▶ [Exercise brief] Restate the whole listing word for word. Pictures are left out.

▶ [Records supplied]
[BEGIN]

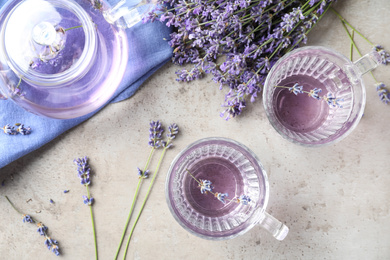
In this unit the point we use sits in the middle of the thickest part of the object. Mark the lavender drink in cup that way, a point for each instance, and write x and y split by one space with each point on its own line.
315 96
217 189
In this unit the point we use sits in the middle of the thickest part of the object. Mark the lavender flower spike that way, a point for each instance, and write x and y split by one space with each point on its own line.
142 174
27 218
83 170
155 134
244 199
173 130
88 201
314 93
52 245
221 196
296 89
9 130
205 186
23 130
42 229
332 101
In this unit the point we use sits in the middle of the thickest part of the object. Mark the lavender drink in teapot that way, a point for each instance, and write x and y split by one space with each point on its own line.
63 59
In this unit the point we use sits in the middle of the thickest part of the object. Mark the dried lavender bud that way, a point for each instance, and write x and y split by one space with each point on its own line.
83 170
155 134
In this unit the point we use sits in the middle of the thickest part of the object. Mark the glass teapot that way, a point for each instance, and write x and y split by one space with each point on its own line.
64 58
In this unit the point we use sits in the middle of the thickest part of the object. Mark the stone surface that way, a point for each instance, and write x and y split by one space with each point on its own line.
334 199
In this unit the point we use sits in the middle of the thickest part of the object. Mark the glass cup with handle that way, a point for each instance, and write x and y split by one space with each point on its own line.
232 170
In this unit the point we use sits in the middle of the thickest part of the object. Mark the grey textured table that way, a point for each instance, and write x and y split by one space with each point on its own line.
334 199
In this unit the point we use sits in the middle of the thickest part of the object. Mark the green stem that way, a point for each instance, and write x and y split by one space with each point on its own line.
351 50
93 224
74 27
144 202
353 28
354 45
133 203
352 40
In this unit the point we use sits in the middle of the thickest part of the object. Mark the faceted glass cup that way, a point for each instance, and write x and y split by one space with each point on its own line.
309 121
232 168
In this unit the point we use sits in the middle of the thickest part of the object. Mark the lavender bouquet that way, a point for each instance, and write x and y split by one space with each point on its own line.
237 41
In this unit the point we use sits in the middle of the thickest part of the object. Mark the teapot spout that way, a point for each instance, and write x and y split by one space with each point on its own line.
127 13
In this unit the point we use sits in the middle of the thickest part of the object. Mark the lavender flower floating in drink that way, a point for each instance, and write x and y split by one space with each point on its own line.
206 186
314 93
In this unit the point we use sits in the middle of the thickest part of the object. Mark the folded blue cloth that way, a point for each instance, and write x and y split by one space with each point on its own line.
148 52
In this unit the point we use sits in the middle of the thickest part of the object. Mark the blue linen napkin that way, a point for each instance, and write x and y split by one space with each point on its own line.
148 51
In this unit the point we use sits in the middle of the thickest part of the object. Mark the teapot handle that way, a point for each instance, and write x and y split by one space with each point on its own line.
127 13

[END]

▶ [Written response]
In this unit the point we use sits in the middle of the thickest part of the object. Mark the lavender drink in cup that way, a point for each instance, and write x and y split by one space with each point on its own line.
315 96
217 189
In this unit the point we use sits in the middle of the thickest part of the object. Mark the lavender flower spike that way, a point for each instance, and write x and y split by one space with each point on its own line.
142 174
27 218
83 170
155 134
244 199
173 130
88 201
314 93
52 245
221 196
296 89
9 130
205 186
23 130
42 229
332 101
In this unit the point we use sits in the middle of the thickest part of the object. Mark the lavender drink in teapot that way, a point for each instance, and write x and y split by one space with each point on its own line.
63 59
In this unit the point we use sits in the middle of the thickest part of the object. Mark the dried lavender bud that way, a point for each instance, and write x and y split by one space with each point on its own line.
83 170
155 134
In this unit the point we use sits in the middle of the thickest part of the object. Mark the glass teapot that way, a point for each instance, and write x and y split by one space with each point on its own line.
64 58
In this unit the point we use sits in the middle of the thickest part of the object. Mark the stone surface that way, a point for each instance, and write x and y split by one space with each point on its own line.
334 199
In this unit the point we use sits in the middle of the thickest part of the object. Mark the glass cup with handle that way, a point for each instance, and write x and y split by one space with each point on its own line.
232 170
In this unit the point we use sits in the middle of the thickest part of the object. Mark the grey textured table that way, a point for each instance, and write x and y split by one space with each point on its own line.
334 199
In this unit the point we use sits in the middle of the thickest part of the object. Mark the green stem that way, a point for each instance, and write x and y split by one space with each point on its own line.
351 50
93 224
74 27
144 202
353 28
354 45
133 203
352 40
In this unit the point we use sits in the middle of the thickest part of the object. Mark the faceted glass cup that way, a point for each instance, and write x and y split by one space with each point on its own line.
309 121
232 168
In this unit the point we use sits in the middle of the thickest part of the object. Mark the lavender bouquet that way, a point for each instance, and write x and y split by one space with each point on its own line.
237 41
In this unit the point we use sits in the middle of the thickest part of the object. Mark the teapot spout that way, a point for each instance, and write x and y split by one space with each point on its own line.
127 13
In this unit the point we use sits in the middle of the thickest part of the object. Mark the lavender flower floating in drink that way, a point for each instance, and write x and y split by one space with each point on its own line.
206 186
314 93
In this unit the point we use sits in the middle of the thickest part of the object. Mark the folded blue cloth that way, a point for each instance, and write x and y split by one space with each point on its own line.
148 52
In this unit the point we use sits in the middle of the thickest part of the object. Mark the blue linen napkin that way, a point for each instance, and write x and y split by one space with each point on its own line.
148 51
In this unit the point we use sits in the middle of the thickest part of the object. Mark the teapot handle that way, a point for each instance, and write x and y split by one space with each point on its own line.
127 13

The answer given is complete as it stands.